* Page *
-- BEGIN --

Parsing Text for Emotion Terms: Analysis & Visualization Using R

Recently, I read a post regarding a sentiment analysis of Mr Warren Buffett’s annual shareholder letters in the past 40 years written by Michael Toth. In this post, only five of the annual shareholder letters showed negative net sentiment scores, whereas a majority of the letters (88%) displayed a positive net sentiment score. Toth noted that the years with negative net sentiment scores (1987, 1990, 2001, 2002 and 2008), coincided with lower annual returns on investments and global market decline. This observation caught my attention and triggered my curiosity about emotion words in those same shareholder letters, and whether or not emotion words were differentially expressed among the 40 letters.

With the explosion of digital and social media, there are various emoticons and emojis that can be embedded in text messages, emails, or other various social media communications, for use in expressing personal feelings or emotions. Emotions may also be expressed in textual forms using words. R offers the get_nrc_sentiment function via the Tidy or Syuzhet packages for analysis of emotion words expressed in text. Both packages implemented Saif Mohammad’s NRC Emotion lexicon, comprised of several words for emotion expressions of anger, fear, anticipation, trust, surprise, sadness, joy, and disgust.

I have two companion posts on this subject; this post is the first part. The motivations for this post are to illustrate the applications of some of the R tools and approaches:

Analysis of emotion words in textual data

Visualization and presentation of outputs and results

In the second part, unsupervised learning and differential expression of emotion words using R will be attempted.

The Dataset

Mr. Warren Buffett’s annual shareholder letters in the past 40-years (1977 – 2016) were downloaded from this site using the an R code obtained from here.

## The R code snippet to retrieve the letters was obtained from Michel Toth's post.
library(pdftools)      
library(rvest)       
library(XML)
# Getting & Reading in HTML Letters
urls_77_97 <- paste('http://www.berkshirehathaway.com/letters/', seq(1977, 1997), '.html', sep='')
html_urls <- c(urls_77_97,
               'http://www.berkshirehathaway.com/letters/1998htm.html',
               'http://www.berkshirehathaway.com/letters/1999htm.html',
               'http://www.berkshirehathaway.com/2000ar/2000letter.html',
               'http://www.berkshirehathaway.com/2001ar/2001letter.html')

-- END --

* Aim of the task *
Pick up the post on emotion words in the Buffett shareholder letters right after its last line of R code and keep writing it. You won't need the lines that come next.

* Recorded data *
-- BEGIN --

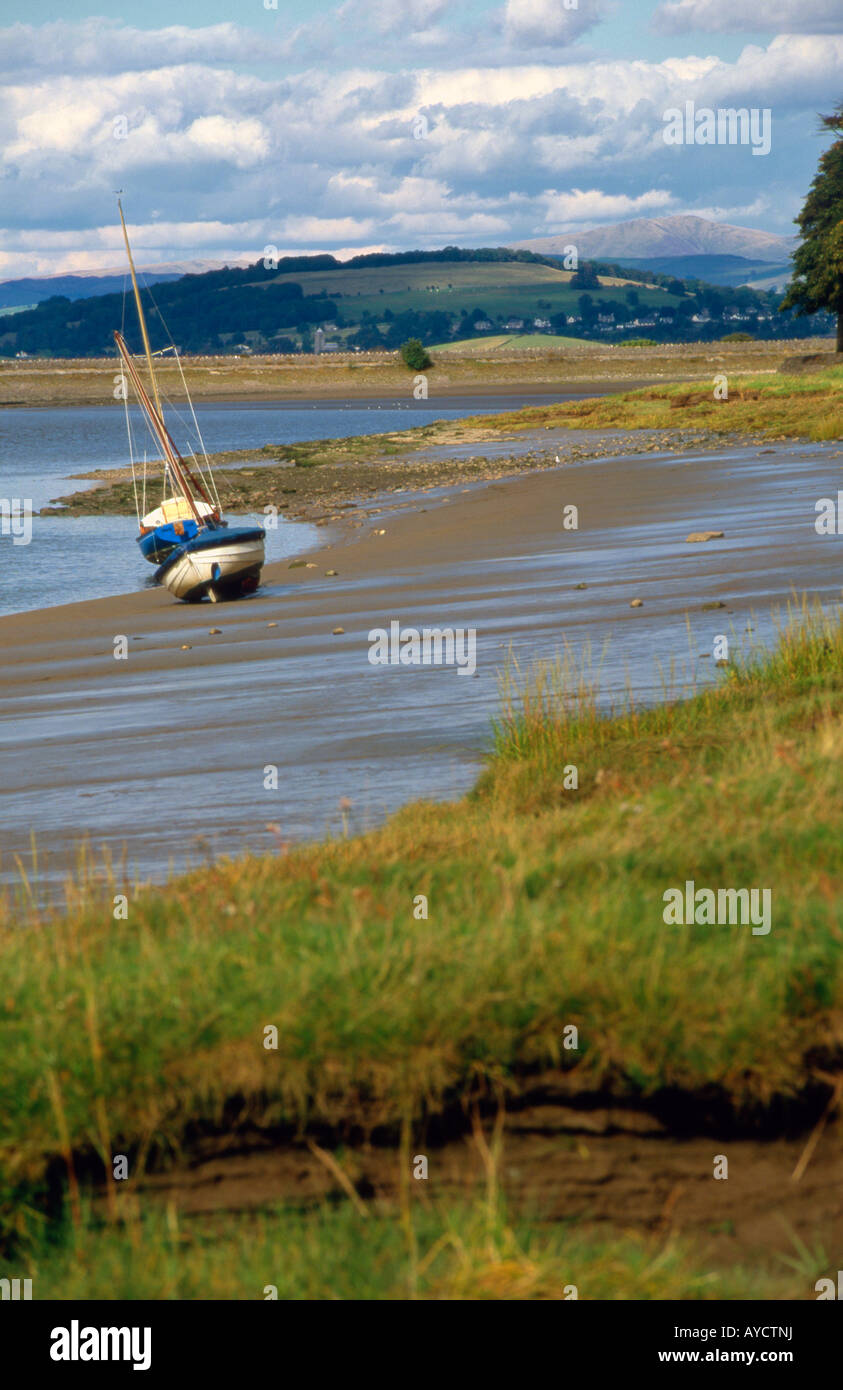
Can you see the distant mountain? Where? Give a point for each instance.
(648, 238)
(107, 281)
(714, 270)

-- END --

* Output of the task *
letters_html <- lapply(html_urls, function(x) read_html(x) %>% html_text())
# Getting & Reading in PDF Letters
urls_03_16 <- paste('http://www.berkshirehathaway.com/letters/', seq(2003, 2016), 'ltr.pdf', sep = '')
pdf_urls <- data.frame('year' = seq(2002, 2016),
                       'link' = c('http://www.berkshirehathaway.com/letters/2002pdf.pdf', urls_03_16))
download_pdfs <- function(x) {
  myfile = paste0(x['year'], '.pdf')
  download.file(url = x['link'], destfile = myfile, mode = 'wb')
  return(myfile)
}
pdfs <- apply(pdf_urls, 1, download_pdfs)
letters_pdf <- lapply(pdfs, function(x) pdf_text(x) %>% paste(collapse=" "))
tmp <- lapply(pdfs, function(x) if(file.exists(x)) file.remove(x)) 
# Combine letters in a data frame
letters <- do.call(rbind, Map(data.frame, year=seq(1977, 2016), text=c(letters_html, letters_pdf)))
letters$text <- as.character(letters$text)

Load additional required packages

require(tidyverse)
require(tidytext)
require(RColorBrewer)
require(gplots)
theme_set(theme_bw(12))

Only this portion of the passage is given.